### Given request
Please count the lines in the items below that contain the word "dark" and reply with only that number.

### Stored records
◆ ◆ ◆

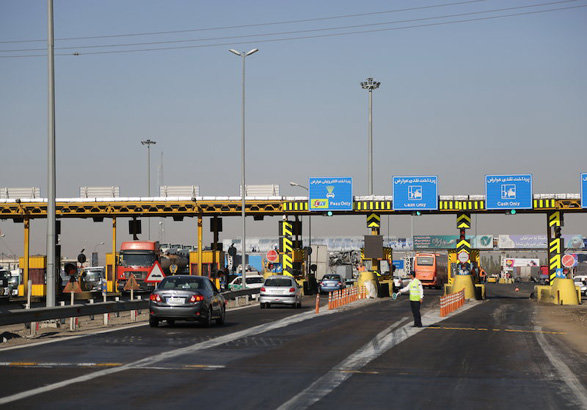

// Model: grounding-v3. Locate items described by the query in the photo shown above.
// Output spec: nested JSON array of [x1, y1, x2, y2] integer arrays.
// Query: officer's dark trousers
[[410, 300, 422, 327]]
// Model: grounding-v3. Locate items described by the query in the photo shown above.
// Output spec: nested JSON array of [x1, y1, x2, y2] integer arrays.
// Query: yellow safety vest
[[409, 278, 424, 302]]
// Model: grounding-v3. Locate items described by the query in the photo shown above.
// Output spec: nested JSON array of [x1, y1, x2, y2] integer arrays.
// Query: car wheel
[[204, 307, 212, 327], [216, 307, 226, 325]]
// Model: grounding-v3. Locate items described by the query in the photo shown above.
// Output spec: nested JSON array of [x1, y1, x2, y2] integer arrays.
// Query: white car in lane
[[228, 274, 264, 290], [259, 275, 303, 309]]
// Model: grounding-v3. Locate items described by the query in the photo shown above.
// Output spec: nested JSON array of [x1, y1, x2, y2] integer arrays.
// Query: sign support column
[[22, 218, 32, 297], [367, 213, 382, 276], [111, 217, 118, 292], [279, 220, 293, 276], [198, 214, 203, 276], [547, 211, 565, 286]]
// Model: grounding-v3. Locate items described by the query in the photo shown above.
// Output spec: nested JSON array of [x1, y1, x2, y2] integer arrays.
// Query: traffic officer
[[400, 270, 424, 327]]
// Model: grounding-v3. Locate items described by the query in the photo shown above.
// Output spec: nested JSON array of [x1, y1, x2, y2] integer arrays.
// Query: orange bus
[[414, 253, 448, 289]]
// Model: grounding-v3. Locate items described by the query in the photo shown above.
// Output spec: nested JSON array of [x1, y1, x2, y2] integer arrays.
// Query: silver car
[[259, 275, 302, 309], [149, 275, 226, 327]]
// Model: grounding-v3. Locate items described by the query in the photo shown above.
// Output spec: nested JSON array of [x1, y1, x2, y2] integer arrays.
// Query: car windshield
[[120, 251, 155, 266], [86, 270, 102, 280], [265, 278, 291, 287], [158, 276, 204, 290]]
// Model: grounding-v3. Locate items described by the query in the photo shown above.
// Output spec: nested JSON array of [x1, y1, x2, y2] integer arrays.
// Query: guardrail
[[0, 289, 259, 326]]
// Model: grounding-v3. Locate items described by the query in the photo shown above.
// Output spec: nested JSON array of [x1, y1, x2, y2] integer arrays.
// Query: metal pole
[[46, 0, 56, 307], [241, 52, 247, 289], [308, 213, 312, 277], [368, 90, 373, 195], [147, 144, 151, 240]]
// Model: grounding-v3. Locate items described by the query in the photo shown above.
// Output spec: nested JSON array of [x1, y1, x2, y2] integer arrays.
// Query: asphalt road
[[0, 287, 587, 409]]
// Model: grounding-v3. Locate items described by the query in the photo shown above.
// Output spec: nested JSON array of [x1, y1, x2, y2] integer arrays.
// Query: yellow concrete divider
[[534, 278, 581, 305]]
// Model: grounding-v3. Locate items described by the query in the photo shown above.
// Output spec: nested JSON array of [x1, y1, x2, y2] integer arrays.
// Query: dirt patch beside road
[[536, 303, 587, 354]]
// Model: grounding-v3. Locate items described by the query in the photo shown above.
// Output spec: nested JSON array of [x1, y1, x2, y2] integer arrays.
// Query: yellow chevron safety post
[[457, 212, 471, 229], [548, 211, 564, 227], [367, 214, 381, 228], [457, 239, 471, 253], [279, 221, 293, 276], [548, 238, 564, 286]]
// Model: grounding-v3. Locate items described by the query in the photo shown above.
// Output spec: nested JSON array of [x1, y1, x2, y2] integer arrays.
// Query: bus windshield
[[416, 256, 434, 266], [120, 251, 155, 266]]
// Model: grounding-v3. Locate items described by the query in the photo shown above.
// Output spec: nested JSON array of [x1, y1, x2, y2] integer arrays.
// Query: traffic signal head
[[554, 226, 561, 238]]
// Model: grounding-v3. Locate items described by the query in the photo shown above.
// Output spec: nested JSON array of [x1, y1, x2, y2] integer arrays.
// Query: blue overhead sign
[[485, 174, 532, 210], [308, 177, 353, 211], [581, 174, 587, 208], [393, 176, 438, 211]]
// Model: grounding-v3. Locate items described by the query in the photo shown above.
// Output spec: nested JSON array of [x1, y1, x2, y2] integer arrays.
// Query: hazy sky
[[0, 0, 587, 260]]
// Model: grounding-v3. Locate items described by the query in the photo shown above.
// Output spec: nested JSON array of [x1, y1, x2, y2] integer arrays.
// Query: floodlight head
[[361, 77, 381, 91]]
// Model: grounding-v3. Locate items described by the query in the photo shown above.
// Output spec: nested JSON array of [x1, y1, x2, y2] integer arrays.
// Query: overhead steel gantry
[[0, 194, 587, 294], [0, 194, 587, 222]]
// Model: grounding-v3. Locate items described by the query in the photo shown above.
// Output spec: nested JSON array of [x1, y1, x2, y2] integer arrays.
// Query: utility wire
[[0, 0, 578, 53], [0, 4, 587, 58], [0, 0, 491, 44]]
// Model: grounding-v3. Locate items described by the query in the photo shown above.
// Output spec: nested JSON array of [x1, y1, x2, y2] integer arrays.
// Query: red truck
[[414, 253, 448, 289], [116, 241, 161, 292]]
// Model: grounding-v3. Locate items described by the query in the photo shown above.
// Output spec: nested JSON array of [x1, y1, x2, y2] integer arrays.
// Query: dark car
[[82, 266, 106, 292], [149, 275, 226, 327], [318, 273, 345, 293]]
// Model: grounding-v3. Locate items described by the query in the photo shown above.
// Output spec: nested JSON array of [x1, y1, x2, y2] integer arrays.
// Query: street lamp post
[[361, 77, 381, 195], [228, 48, 259, 288], [141, 139, 157, 240], [289, 182, 312, 277]]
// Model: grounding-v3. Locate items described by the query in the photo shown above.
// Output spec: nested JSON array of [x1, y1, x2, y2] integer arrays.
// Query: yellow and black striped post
[[367, 212, 381, 275], [279, 221, 293, 276], [457, 212, 471, 229], [456, 212, 471, 270], [547, 211, 565, 286]]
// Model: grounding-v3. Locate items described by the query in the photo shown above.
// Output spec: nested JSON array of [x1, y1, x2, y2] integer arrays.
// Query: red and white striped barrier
[[328, 286, 367, 310], [440, 289, 465, 317]]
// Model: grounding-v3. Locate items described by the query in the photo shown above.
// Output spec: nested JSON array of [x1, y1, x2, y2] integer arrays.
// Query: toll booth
[[361, 247, 393, 297], [18, 255, 47, 296], [190, 250, 224, 277], [448, 249, 481, 285]]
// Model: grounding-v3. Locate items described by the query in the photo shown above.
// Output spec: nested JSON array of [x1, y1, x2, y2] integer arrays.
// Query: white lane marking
[[0, 304, 259, 353], [278, 301, 481, 410], [535, 326, 587, 409], [0, 362, 122, 368], [0, 311, 336, 404], [0, 322, 147, 353]]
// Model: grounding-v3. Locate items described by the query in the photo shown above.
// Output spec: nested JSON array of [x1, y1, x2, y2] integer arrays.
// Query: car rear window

◆ ◆ ◆

### Solution
2